── Source document
1 Why numbers between 3 and 7? The lower limit, 3, is what current phone and tablet interfaces have
settled on. The upper limit is 7 items because psychologists have determined that we may have a
maximum capacity for processing information, the same reason phone numbers started with at most 7
digits. Of course, no one really uses phone numbers any more.
Submission
No starter code is provided. Check your Java code — including any main function, interfaces and class
implementations — into a GitHub repository. Do not check in the data files (unigram_freq.csv or
misspelling.csv), but you may refer to them in comments or in the auxiliary files of your repository. Submit
the link to this GitHub repository on Canvas.
Grading
Your grade for this assignment will be determined as follows:
● 60% = Implementation: your class implementations must run successfully with valid input arrays.
The implementation must produce the expected results. Any deviation from the expected results
results in 0 credit for implementation. Each portion of the implementation (Trie, Data, Mechanism)
is equally weighted.
● 15% = Improvements (Thought Experiment): you must demonstrate that you have executed one
or more tests of your implementation, examined the results and have drawn larger conclusions
about the behaviour of your implementation, including: how it may be improved.
● 10% = Decomposition: in the eyes of the grader, your implementation must demonstrate a
reasonable object oriented decomposition — i.e. encapsulation, polymorphism and inheritance.
● 5% = Efficiency: in the eyes of the grader, your implementation must be maximally efficient with
respect to running time and required space. Despite the name, your submission for Part 2 is not
required to be faster than merge sort. However, it is required to be faster than the quadratic
sorting algorithms.
● 5% = Style: in the eyes of the grader, your implementation must be well-commented, use
intelligently-named variables and functions.
● 5% = Documentation: all required documents, “stopwatch” charts, running times and descriptions
must be clear and unambiguous, and these must match the true running time and true space of
your implementation
────
> _Stated problem 1_: Select every line of the records that contains the string "surface".
The records have no connection to the assignment description above.
── Supplied data
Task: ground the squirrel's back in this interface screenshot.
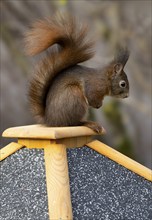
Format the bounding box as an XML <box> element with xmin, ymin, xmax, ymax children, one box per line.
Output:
<box><xmin>25</xmin><ymin>15</ymin><xmax>93</xmax><ymax>123</ymax></box>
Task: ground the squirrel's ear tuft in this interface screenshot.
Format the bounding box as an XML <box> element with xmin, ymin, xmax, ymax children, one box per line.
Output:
<box><xmin>113</xmin><ymin>63</ymin><xmax>123</xmax><ymax>74</ymax></box>
<box><xmin>114</xmin><ymin>46</ymin><xmax>130</xmax><ymax>67</ymax></box>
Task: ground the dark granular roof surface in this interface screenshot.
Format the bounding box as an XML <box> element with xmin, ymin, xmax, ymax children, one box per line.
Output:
<box><xmin>0</xmin><ymin>147</ymin><xmax>152</xmax><ymax>220</ymax></box>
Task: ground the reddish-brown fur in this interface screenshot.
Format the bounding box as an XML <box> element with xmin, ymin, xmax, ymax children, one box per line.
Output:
<box><xmin>25</xmin><ymin>15</ymin><xmax>129</xmax><ymax>132</ymax></box>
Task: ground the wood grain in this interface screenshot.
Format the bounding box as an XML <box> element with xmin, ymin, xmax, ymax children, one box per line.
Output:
<box><xmin>0</xmin><ymin>142</ymin><xmax>24</xmax><ymax>161</ymax></box>
<box><xmin>44</xmin><ymin>144</ymin><xmax>73</xmax><ymax>220</ymax></box>
<box><xmin>2</xmin><ymin>125</ymin><xmax>105</xmax><ymax>139</ymax></box>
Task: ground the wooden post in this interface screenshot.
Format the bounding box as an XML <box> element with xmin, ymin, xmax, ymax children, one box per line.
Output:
<box><xmin>3</xmin><ymin>125</ymin><xmax>105</xmax><ymax>220</ymax></box>
<box><xmin>44</xmin><ymin>144</ymin><xmax>73</xmax><ymax>220</ymax></box>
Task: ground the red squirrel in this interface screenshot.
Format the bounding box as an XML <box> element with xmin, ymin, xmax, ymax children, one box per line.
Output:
<box><xmin>25</xmin><ymin>15</ymin><xmax>129</xmax><ymax>133</ymax></box>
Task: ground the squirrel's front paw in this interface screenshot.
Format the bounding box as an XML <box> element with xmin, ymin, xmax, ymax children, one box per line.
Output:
<box><xmin>83</xmin><ymin>121</ymin><xmax>102</xmax><ymax>133</ymax></box>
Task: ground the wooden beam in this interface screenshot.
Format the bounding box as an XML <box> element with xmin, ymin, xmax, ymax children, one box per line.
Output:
<box><xmin>44</xmin><ymin>144</ymin><xmax>73</xmax><ymax>220</ymax></box>
<box><xmin>0</xmin><ymin>142</ymin><xmax>24</xmax><ymax>161</ymax></box>
<box><xmin>86</xmin><ymin>140</ymin><xmax>152</xmax><ymax>181</ymax></box>
<box><xmin>2</xmin><ymin>125</ymin><xmax>105</xmax><ymax>139</ymax></box>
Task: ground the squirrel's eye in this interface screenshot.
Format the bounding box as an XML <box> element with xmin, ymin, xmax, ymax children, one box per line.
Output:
<box><xmin>119</xmin><ymin>80</ymin><xmax>126</xmax><ymax>88</ymax></box>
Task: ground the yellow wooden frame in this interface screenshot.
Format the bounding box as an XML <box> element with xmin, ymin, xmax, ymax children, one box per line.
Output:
<box><xmin>0</xmin><ymin>125</ymin><xmax>152</xmax><ymax>220</ymax></box>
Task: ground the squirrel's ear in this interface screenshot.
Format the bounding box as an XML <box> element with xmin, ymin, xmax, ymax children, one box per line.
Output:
<box><xmin>113</xmin><ymin>63</ymin><xmax>123</xmax><ymax>74</ymax></box>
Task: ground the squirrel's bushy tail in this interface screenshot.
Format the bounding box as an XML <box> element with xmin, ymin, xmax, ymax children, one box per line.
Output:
<box><xmin>25</xmin><ymin>15</ymin><xmax>93</xmax><ymax>123</ymax></box>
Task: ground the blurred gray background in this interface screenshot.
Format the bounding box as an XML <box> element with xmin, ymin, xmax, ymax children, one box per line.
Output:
<box><xmin>0</xmin><ymin>0</ymin><xmax>152</xmax><ymax>167</ymax></box>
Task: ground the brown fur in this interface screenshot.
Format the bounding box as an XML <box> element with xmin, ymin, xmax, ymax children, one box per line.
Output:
<box><xmin>25</xmin><ymin>15</ymin><xmax>129</xmax><ymax>132</ymax></box>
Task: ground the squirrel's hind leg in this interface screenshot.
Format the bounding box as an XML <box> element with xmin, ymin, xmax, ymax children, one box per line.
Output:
<box><xmin>80</xmin><ymin>121</ymin><xmax>102</xmax><ymax>133</ymax></box>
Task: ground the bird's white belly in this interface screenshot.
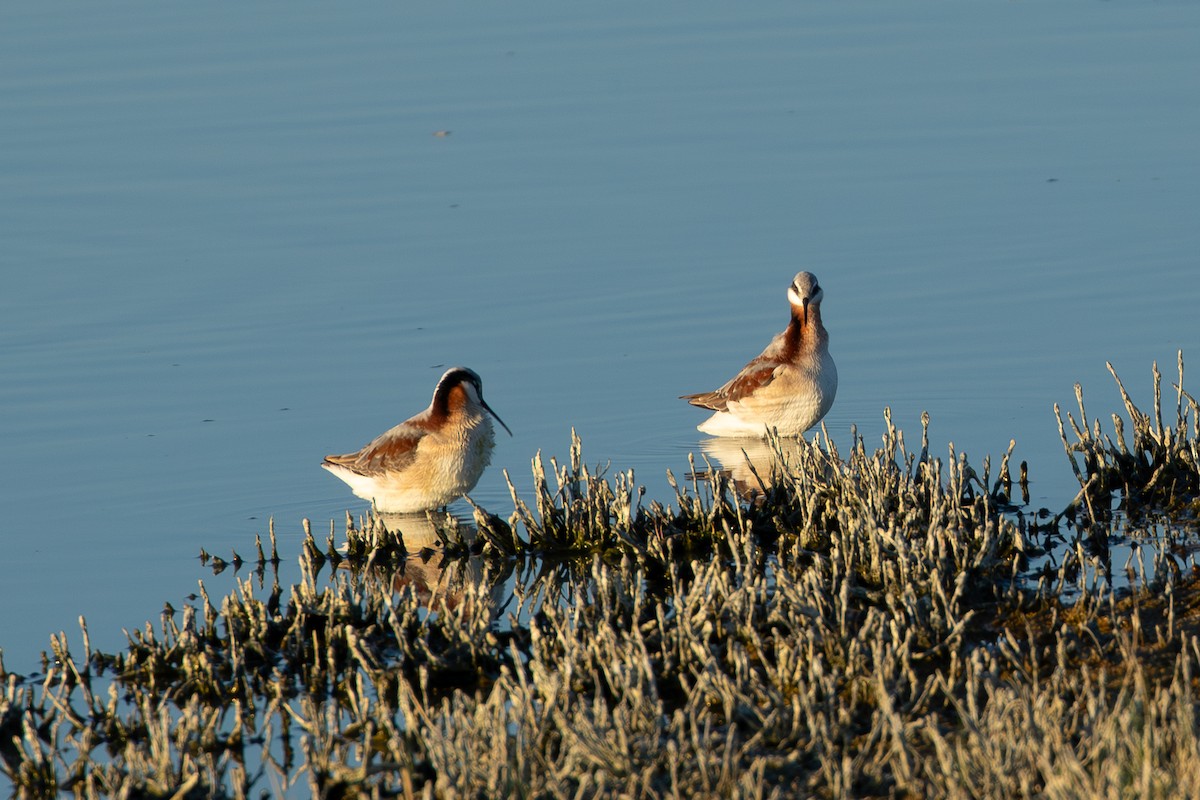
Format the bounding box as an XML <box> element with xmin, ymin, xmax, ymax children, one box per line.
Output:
<box><xmin>342</xmin><ymin>426</ymin><xmax>494</xmax><ymax>513</ymax></box>
<box><xmin>697</xmin><ymin>351</ymin><xmax>838</xmax><ymax>437</ymax></box>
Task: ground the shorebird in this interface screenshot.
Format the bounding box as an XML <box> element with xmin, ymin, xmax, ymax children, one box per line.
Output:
<box><xmin>683</xmin><ymin>272</ymin><xmax>838</xmax><ymax>437</ymax></box>
<box><xmin>320</xmin><ymin>367</ymin><xmax>512</xmax><ymax>513</ymax></box>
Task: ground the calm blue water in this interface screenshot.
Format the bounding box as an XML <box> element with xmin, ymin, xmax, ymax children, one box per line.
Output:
<box><xmin>0</xmin><ymin>0</ymin><xmax>1200</xmax><ymax>670</ymax></box>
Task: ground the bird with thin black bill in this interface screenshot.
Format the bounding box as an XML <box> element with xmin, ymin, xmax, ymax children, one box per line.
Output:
<box><xmin>683</xmin><ymin>272</ymin><xmax>838</xmax><ymax>437</ymax></box>
<box><xmin>320</xmin><ymin>367</ymin><xmax>512</xmax><ymax>513</ymax></box>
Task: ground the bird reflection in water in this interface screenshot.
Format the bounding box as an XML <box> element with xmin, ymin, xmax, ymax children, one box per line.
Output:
<box><xmin>698</xmin><ymin>437</ymin><xmax>812</xmax><ymax>500</ymax></box>
<box><xmin>343</xmin><ymin>511</ymin><xmax>506</xmax><ymax>619</ymax></box>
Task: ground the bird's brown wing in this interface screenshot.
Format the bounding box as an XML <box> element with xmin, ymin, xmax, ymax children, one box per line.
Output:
<box><xmin>683</xmin><ymin>356</ymin><xmax>779</xmax><ymax>411</ymax></box>
<box><xmin>324</xmin><ymin>425</ymin><xmax>428</xmax><ymax>475</ymax></box>
<box><xmin>683</xmin><ymin>327</ymin><xmax>791</xmax><ymax>411</ymax></box>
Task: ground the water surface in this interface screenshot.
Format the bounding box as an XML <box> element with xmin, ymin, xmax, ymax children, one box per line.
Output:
<box><xmin>0</xmin><ymin>1</ymin><xmax>1200</xmax><ymax>670</ymax></box>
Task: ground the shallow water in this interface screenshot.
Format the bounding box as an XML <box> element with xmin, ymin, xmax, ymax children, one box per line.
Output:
<box><xmin>0</xmin><ymin>2</ymin><xmax>1200</xmax><ymax>672</ymax></box>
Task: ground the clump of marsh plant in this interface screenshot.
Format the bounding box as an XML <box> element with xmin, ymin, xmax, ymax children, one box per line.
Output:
<box><xmin>1055</xmin><ymin>350</ymin><xmax>1200</xmax><ymax>519</ymax></box>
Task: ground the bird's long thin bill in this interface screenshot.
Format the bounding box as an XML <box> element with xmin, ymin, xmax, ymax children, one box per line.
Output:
<box><xmin>479</xmin><ymin>398</ymin><xmax>512</xmax><ymax>437</ymax></box>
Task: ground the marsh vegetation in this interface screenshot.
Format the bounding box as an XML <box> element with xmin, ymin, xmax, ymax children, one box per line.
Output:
<box><xmin>0</xmin><ymin>360</ymin><xmax>1200</xmax><ymax>798</ymax></box>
────
> _Stated problem 2_: Which two data files does the assignment description say must not be checked into the repository?

> _Final result 1_:
Task: ground the dark granular roof surface in this interface screenshot.
Task: ground the water surface in this interface screenshot.

> _Final result 2_: unigram_freq.csv and misspelling.csv